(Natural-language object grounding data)
------------------------

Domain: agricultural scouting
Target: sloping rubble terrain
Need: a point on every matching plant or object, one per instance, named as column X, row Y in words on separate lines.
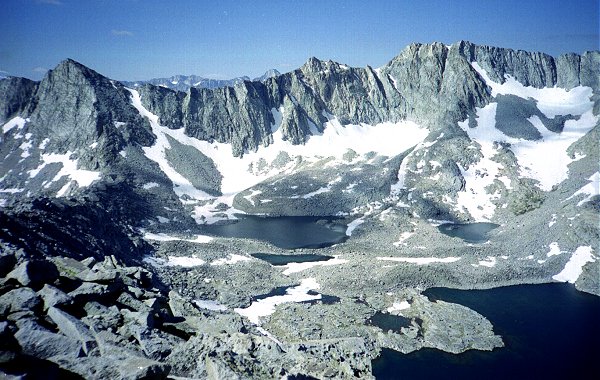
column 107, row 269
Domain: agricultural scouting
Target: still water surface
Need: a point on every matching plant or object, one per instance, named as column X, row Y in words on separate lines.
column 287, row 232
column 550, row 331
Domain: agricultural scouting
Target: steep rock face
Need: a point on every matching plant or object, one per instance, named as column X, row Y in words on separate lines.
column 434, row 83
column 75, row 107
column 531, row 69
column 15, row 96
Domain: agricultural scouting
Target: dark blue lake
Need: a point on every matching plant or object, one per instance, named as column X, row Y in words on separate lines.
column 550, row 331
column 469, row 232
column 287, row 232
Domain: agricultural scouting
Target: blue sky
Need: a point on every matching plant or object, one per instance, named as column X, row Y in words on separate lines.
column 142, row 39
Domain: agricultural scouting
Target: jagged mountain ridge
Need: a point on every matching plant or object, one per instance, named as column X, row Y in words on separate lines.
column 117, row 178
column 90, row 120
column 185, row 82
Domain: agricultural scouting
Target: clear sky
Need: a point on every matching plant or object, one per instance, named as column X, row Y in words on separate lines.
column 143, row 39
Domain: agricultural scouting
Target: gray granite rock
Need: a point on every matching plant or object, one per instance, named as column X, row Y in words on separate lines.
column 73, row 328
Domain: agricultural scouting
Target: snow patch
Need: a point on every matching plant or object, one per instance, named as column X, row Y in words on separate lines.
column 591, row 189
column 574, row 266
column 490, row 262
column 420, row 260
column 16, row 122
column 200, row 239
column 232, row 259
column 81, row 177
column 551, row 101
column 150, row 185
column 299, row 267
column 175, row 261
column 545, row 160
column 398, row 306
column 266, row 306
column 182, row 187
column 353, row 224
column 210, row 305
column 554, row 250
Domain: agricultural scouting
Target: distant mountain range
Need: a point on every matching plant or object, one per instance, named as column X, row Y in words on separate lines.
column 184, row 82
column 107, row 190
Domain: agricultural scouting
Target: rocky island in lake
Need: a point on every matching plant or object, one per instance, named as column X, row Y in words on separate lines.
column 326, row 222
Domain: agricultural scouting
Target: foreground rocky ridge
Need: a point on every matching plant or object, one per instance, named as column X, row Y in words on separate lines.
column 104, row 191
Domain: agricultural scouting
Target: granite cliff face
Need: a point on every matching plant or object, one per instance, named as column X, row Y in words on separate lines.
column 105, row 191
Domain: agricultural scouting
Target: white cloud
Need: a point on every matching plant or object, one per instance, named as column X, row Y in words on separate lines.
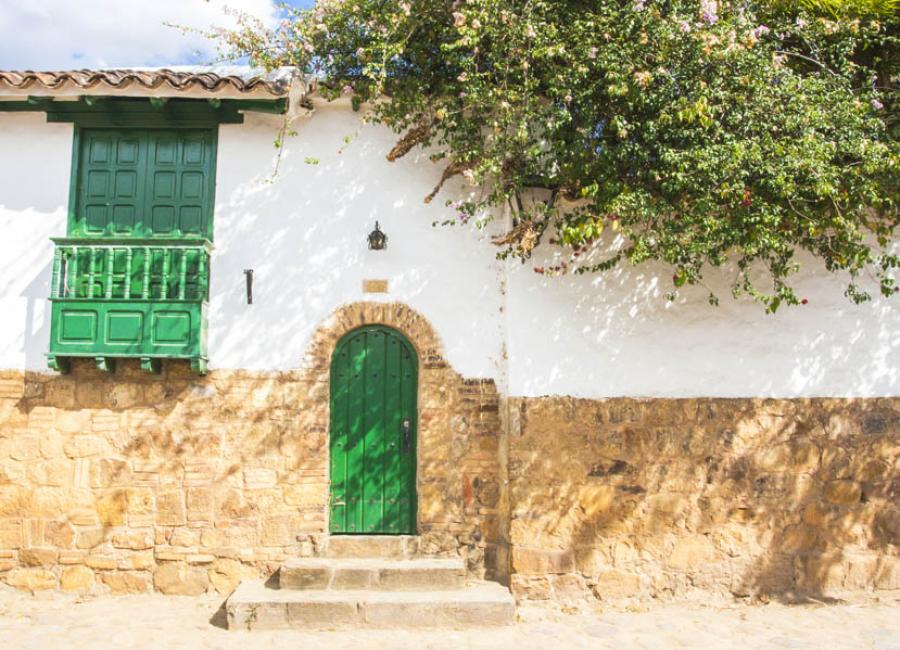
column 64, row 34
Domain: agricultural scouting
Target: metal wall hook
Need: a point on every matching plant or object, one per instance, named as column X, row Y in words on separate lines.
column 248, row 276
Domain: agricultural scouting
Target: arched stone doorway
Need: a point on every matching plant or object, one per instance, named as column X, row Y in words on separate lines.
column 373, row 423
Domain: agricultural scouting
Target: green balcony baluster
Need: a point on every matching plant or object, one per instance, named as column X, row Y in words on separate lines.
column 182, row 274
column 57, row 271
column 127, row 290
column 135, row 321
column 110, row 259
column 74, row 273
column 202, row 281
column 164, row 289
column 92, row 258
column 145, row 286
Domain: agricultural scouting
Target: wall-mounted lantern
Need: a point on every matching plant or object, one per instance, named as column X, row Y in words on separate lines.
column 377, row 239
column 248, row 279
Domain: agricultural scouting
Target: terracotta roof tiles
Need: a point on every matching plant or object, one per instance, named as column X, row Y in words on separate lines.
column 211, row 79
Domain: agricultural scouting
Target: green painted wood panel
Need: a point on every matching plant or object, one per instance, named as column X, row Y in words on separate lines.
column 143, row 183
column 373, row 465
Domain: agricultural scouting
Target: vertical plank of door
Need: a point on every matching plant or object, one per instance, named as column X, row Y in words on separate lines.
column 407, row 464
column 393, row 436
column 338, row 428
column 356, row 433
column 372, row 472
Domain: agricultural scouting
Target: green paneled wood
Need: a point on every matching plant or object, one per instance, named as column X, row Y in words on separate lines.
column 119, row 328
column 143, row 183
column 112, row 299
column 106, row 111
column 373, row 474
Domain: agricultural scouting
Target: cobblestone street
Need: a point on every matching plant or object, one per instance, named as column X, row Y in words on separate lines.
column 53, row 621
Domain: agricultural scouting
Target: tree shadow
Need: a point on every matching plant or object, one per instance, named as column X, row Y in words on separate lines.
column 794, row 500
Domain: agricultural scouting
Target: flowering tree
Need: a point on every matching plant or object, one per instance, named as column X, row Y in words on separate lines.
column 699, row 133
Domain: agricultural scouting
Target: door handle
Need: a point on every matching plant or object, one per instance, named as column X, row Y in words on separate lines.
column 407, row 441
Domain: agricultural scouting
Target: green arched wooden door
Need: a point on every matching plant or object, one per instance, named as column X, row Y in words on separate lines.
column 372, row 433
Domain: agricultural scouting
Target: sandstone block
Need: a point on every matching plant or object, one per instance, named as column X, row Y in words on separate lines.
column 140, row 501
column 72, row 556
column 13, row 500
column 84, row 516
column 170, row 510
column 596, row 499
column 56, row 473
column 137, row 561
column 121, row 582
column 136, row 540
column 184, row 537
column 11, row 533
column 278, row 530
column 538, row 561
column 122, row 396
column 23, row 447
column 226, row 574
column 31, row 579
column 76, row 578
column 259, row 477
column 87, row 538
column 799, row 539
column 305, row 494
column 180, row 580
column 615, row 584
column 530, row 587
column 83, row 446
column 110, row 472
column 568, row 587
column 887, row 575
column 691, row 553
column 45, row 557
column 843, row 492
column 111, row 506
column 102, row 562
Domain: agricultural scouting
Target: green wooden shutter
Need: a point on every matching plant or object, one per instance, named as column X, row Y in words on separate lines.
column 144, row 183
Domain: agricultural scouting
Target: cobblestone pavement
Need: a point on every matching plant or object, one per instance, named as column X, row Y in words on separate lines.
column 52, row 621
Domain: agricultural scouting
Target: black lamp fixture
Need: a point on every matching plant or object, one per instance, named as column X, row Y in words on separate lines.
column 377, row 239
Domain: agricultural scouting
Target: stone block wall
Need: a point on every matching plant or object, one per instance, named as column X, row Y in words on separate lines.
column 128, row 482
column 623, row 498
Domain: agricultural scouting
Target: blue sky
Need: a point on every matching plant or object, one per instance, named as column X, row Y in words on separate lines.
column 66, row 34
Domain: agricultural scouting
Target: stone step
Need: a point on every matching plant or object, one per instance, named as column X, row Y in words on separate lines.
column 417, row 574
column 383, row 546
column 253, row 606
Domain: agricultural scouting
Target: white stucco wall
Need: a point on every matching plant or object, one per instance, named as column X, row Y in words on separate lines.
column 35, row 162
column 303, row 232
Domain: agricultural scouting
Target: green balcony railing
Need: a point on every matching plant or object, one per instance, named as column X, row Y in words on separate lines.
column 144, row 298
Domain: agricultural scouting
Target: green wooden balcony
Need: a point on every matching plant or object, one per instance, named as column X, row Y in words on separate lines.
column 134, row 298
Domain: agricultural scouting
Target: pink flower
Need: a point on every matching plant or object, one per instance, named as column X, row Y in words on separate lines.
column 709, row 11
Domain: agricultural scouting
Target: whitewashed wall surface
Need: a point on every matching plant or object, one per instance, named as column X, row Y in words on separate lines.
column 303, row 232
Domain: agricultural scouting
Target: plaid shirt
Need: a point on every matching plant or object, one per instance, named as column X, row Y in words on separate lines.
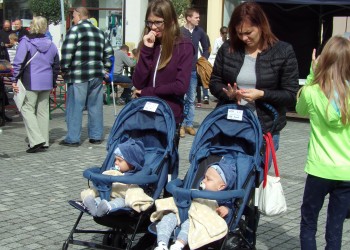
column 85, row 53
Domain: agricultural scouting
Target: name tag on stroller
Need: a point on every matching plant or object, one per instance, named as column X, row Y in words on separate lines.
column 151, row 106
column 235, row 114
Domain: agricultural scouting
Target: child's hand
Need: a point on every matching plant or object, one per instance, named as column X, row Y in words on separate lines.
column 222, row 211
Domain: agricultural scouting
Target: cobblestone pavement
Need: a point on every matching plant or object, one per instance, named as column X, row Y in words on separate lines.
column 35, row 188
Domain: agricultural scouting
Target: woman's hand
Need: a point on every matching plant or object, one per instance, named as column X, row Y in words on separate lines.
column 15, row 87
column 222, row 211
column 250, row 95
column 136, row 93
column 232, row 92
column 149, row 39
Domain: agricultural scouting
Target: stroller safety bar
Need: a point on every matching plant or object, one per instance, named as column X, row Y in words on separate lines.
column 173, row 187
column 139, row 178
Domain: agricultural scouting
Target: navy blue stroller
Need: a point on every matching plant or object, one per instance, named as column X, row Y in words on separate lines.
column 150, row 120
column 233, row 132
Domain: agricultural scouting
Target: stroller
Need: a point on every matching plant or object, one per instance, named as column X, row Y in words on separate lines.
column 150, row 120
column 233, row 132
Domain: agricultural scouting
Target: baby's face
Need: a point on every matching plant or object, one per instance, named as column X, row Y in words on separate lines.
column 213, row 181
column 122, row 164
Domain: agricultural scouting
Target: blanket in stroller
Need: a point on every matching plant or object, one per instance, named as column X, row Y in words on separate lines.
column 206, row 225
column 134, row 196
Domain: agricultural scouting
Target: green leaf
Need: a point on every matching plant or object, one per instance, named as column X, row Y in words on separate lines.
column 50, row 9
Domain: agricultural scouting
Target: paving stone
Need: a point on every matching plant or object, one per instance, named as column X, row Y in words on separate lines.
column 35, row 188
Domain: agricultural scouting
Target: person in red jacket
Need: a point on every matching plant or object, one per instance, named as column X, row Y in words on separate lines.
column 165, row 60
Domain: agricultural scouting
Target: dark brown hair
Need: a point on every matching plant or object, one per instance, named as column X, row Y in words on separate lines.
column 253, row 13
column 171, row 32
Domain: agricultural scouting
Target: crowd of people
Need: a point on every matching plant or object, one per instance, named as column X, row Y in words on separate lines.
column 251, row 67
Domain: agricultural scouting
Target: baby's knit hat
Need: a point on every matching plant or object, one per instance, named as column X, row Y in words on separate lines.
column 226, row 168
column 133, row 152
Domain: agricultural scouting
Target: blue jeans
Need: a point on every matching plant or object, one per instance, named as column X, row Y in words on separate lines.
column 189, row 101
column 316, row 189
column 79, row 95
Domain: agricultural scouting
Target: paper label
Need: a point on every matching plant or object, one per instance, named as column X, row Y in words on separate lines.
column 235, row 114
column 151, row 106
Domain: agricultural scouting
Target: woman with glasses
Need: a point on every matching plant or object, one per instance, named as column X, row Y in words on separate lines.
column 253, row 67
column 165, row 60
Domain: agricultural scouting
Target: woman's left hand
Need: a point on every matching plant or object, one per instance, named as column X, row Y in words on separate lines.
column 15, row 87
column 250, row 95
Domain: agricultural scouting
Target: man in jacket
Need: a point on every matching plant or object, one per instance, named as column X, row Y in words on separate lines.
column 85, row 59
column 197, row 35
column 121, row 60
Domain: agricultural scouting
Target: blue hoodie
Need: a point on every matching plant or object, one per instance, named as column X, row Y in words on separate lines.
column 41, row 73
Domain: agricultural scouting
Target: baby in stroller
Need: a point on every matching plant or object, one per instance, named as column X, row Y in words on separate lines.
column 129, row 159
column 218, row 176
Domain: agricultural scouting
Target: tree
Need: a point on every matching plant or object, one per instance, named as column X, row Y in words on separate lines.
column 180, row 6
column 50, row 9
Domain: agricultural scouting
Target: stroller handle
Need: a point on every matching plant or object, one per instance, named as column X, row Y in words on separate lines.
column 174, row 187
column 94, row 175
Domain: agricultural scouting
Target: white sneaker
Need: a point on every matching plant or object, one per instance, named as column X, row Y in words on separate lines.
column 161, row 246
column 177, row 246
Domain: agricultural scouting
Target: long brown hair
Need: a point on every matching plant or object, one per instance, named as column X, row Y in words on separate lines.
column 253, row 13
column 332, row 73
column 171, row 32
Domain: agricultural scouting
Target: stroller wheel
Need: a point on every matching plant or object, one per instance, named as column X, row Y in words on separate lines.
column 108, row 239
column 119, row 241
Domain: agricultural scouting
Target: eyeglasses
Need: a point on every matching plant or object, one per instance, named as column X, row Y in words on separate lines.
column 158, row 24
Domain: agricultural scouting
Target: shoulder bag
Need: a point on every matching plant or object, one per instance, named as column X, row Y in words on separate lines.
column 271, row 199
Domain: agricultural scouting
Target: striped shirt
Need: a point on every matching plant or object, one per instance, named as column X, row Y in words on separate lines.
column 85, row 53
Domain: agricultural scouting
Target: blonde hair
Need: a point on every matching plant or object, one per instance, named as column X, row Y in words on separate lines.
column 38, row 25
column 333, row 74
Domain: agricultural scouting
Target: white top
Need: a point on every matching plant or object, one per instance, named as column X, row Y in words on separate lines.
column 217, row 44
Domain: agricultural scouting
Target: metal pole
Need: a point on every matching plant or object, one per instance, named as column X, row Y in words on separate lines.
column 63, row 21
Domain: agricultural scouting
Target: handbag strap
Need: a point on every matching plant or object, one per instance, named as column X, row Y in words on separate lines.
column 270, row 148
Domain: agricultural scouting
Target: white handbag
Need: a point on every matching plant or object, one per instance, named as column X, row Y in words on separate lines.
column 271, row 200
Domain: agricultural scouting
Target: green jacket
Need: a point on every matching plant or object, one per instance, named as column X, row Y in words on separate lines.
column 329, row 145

------------------------

(Task directions) Using the records above, pull out each line where the word "dark" occurs.

(Response for this exercise)
Target: dark blue lake
Target: dark brown hair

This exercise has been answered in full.